> Short problem
Write out the listing below word for word, everything from the line containing "Task: Expected behaviour is that every instance of the boy" down to the end of the listing.

> Dataset extract
· · ·

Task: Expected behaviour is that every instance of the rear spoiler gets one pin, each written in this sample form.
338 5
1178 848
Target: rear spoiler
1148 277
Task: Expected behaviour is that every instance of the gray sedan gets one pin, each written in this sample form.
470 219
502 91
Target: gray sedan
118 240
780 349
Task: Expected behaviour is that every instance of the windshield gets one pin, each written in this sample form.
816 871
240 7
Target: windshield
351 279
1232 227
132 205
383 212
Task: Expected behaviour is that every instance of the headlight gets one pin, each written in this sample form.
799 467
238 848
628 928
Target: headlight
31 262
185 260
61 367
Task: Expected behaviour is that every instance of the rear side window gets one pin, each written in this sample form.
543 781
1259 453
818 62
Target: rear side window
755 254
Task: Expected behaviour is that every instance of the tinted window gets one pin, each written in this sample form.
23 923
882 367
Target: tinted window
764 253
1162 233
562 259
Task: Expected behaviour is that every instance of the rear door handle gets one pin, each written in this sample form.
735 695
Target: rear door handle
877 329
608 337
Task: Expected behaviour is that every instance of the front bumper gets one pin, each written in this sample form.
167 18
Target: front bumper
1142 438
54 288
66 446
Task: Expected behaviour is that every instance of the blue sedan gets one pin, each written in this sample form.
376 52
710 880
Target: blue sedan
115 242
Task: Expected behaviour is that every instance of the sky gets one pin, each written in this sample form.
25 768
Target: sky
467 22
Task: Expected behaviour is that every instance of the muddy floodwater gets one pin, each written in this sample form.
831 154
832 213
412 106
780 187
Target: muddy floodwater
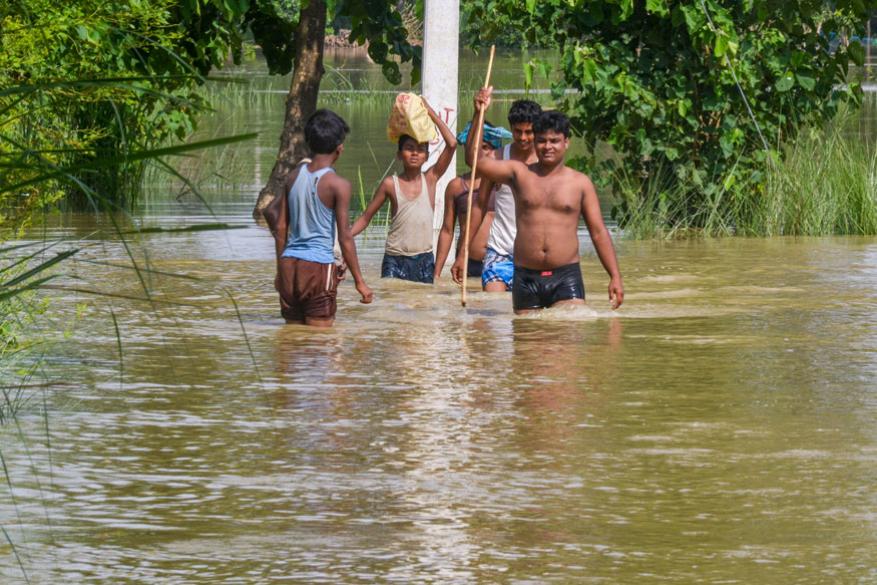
721 427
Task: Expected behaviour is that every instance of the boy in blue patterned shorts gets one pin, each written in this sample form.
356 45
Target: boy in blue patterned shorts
499 267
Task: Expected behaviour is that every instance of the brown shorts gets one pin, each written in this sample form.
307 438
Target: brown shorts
307 289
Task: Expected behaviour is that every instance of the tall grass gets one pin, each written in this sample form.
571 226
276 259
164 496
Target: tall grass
825 183
28 270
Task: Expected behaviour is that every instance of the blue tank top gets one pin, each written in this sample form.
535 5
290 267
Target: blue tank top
311 223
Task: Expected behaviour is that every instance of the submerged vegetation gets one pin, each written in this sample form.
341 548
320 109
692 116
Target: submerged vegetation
825 183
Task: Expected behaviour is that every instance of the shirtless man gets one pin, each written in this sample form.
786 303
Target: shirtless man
499 262
549 200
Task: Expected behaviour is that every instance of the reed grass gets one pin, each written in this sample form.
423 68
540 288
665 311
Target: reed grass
825 183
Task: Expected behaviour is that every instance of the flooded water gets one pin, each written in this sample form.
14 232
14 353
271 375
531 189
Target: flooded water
720 428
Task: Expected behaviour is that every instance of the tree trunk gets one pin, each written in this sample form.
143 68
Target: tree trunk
301 101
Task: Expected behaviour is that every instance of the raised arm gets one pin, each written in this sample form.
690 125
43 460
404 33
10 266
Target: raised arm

· · ·

> Solution to this task
Task: Expected behaviour is that every instance of the boy in blue patterned shorts gets one pin, each written in this sample form.
356 45
Target: boy in blue patterned shorts
499 267
Task: Expected behaviour is that every instance of the brown shorts gets one pin, each written in this sample form.
307 438
Target: brown shorts
307 289
Task: Expected behaviour is that every instance of the tall grass gets one pin, each written in this sample form.
571 226
276 259
164 496
Target: tall grass
825 183
28 270
Task: Expected behaviour is that every instance of the blue tank top gets one pin, each written in this sample form.
535 5
290 267
Target: blue tank top
311 223
Task: Expected behaviour is that every instance of the submerged vegetation gets one pin, each written in this sample form.
341 548
320 109
692 116
Target: submerged vegetation
825 183
Task: Expected behaviour is that every instance of the shirtless man gets one pin, each written in this sample form.
786 303
Target: shirtless man
499 262
549 200
Task: Expected behaviour is that every instance of the reed grass gets one pin, each written in this sample form.
423 68
540 288
665 311
Target: reed grass
825 183
Task: Expected behaviour is that every instance of the flooded water gets one pin, each written in this sample form.
14 232
14 353
271 375
531 189
Target: flooded water
720 428
Task: Expected behaviour is that every instance of the tree trunk gets one pin, each written in this sample form.
143 68
Target: tree trunk
301 101
Task: Expected behaviour is that every instance of the raised arm gets one pin, each written in this sample form.
690 125
43 460
404 33
10 266
Target: raised arm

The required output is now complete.